## What is expected
The required output is the exact sequence of lines from the line holding "Target: bridesmaid's arm" to the end of the records, inclusive.

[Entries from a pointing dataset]
──────

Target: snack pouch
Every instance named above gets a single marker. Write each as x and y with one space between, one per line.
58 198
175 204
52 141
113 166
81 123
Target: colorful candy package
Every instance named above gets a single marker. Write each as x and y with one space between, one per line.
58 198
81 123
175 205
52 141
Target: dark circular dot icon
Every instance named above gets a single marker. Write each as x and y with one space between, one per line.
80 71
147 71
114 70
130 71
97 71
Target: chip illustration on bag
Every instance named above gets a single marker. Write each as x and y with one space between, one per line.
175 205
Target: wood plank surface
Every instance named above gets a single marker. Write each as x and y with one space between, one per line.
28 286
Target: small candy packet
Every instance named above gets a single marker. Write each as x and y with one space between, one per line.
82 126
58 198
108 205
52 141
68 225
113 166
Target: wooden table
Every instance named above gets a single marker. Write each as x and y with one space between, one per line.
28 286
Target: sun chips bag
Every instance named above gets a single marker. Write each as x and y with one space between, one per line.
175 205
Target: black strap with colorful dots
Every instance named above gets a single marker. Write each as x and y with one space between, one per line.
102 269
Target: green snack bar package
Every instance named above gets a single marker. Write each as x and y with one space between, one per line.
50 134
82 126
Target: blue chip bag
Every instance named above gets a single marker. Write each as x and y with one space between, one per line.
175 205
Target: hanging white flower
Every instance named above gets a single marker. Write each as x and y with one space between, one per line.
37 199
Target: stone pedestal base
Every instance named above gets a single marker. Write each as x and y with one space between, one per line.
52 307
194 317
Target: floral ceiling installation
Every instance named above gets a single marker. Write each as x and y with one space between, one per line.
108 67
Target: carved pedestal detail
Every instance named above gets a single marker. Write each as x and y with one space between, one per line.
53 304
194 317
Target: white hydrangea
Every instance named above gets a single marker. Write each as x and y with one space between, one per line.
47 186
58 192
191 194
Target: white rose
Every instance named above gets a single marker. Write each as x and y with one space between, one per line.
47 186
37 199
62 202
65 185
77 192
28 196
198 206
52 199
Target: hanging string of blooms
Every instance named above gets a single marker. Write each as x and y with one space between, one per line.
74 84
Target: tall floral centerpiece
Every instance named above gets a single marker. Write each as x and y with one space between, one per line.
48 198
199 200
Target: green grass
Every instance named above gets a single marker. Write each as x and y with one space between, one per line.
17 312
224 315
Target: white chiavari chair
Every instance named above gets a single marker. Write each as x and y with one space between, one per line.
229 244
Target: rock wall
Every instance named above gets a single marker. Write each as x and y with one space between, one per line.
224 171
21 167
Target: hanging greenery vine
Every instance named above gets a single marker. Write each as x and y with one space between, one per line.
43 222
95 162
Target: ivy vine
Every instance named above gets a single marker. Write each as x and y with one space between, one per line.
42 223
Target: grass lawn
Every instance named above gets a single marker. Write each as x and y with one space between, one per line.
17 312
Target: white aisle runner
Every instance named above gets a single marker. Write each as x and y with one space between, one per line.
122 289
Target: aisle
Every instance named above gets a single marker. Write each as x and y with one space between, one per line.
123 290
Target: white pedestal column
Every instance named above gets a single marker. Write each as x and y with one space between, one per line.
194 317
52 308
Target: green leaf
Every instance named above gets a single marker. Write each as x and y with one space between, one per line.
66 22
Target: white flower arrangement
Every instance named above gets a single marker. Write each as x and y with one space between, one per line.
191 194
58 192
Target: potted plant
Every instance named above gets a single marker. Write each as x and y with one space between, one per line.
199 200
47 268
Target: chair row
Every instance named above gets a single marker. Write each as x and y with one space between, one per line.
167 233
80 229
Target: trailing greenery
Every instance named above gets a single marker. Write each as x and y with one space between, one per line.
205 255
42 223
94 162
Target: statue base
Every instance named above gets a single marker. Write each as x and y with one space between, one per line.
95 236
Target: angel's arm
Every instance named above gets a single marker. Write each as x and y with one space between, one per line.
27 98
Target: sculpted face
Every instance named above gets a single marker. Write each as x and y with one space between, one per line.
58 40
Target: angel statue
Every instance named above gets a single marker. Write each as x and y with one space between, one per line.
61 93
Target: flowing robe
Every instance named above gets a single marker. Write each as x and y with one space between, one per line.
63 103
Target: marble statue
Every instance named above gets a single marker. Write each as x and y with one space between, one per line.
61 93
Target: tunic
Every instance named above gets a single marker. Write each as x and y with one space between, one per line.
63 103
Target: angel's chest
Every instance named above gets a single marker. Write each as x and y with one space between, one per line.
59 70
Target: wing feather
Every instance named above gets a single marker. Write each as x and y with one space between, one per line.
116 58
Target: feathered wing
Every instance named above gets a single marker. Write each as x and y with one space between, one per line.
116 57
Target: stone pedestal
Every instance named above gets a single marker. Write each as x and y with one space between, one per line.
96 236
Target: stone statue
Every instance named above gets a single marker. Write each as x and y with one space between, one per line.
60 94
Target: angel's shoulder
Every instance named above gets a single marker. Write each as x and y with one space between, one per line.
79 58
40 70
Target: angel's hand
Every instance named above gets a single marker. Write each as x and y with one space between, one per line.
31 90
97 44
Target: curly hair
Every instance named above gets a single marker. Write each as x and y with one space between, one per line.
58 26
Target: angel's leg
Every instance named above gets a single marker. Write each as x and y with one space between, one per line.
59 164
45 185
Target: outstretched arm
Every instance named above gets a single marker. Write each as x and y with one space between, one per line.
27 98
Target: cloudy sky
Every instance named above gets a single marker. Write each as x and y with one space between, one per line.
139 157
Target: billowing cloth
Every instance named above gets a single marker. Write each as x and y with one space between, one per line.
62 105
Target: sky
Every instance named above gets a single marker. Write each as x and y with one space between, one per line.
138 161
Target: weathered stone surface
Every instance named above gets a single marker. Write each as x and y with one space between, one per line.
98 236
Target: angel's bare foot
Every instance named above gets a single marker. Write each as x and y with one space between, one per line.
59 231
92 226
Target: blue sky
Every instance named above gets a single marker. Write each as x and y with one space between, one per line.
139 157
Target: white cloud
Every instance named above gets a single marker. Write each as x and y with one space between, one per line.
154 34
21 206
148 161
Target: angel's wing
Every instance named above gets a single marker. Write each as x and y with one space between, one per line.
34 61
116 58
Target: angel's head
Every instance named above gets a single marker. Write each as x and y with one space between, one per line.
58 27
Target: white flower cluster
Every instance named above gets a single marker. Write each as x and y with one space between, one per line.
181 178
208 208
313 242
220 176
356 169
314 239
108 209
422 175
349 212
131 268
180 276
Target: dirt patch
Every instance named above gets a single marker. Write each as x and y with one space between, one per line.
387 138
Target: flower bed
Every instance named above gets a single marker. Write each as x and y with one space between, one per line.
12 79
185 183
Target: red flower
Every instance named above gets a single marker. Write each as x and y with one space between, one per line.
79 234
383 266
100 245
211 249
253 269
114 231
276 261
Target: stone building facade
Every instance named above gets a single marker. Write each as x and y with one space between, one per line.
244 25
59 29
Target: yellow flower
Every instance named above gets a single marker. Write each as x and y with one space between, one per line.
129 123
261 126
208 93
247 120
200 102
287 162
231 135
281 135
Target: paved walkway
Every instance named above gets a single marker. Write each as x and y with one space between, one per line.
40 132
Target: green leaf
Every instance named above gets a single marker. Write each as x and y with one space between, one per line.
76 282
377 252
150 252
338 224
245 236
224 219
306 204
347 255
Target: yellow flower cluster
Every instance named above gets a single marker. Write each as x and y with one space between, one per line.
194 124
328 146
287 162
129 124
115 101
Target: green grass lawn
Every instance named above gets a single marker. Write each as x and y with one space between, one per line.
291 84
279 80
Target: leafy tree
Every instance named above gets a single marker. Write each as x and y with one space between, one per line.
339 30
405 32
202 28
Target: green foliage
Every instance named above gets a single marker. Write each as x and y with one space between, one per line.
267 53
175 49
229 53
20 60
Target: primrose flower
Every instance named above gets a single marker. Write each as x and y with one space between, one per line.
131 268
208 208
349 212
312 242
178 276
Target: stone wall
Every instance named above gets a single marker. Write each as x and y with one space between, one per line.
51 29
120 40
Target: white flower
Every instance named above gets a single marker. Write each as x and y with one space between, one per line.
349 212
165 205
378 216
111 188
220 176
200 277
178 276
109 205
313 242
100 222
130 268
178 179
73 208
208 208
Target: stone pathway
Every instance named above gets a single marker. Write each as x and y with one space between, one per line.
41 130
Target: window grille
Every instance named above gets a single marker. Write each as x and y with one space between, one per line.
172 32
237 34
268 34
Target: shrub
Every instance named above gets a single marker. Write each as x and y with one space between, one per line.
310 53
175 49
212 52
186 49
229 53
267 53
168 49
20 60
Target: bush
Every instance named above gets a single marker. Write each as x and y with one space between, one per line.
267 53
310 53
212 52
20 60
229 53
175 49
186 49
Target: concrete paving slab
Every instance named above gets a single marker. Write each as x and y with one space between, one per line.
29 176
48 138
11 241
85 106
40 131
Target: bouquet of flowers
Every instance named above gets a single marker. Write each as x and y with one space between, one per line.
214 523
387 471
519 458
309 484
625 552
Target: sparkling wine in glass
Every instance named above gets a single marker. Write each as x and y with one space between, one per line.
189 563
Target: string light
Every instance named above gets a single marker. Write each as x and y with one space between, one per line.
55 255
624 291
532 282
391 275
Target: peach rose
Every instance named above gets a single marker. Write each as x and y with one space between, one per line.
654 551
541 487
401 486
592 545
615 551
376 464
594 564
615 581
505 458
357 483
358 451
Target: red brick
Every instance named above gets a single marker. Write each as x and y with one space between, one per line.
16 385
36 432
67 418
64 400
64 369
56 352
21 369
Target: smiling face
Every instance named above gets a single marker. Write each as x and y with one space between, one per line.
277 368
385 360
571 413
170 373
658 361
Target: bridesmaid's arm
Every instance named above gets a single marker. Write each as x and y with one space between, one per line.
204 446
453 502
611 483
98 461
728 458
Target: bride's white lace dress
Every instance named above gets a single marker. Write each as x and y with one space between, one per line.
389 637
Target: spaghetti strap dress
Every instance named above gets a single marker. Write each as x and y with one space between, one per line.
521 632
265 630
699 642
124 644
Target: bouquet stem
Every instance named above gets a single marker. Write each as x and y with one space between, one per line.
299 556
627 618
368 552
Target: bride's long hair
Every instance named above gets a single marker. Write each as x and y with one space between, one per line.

──────

## Solved problem
Target: bridesmaid's arm
Every instance named above gets a single marker. Write each as x and y with one space between, one per line.
204 446
453 502
611 483
98 461
728 458
Target: bride's white lace dress
Every instance named above gets a single marker. Write each as x and y with one space between, one per line.
389 637
Target: spaghetti strap dress
Every instance named above gets a single marker. Write each as x and y with one space between, one per line.
521 632
265 630
699 642
124 644
Target: bouquet stem
Every instance named above gets a single marker. Write each as x and y with one space between, one per line.
299 556
627 618
368 552
Target: bride's long hair
Every instance named above gets a single marker. Write each as x and y with one space between, one per line.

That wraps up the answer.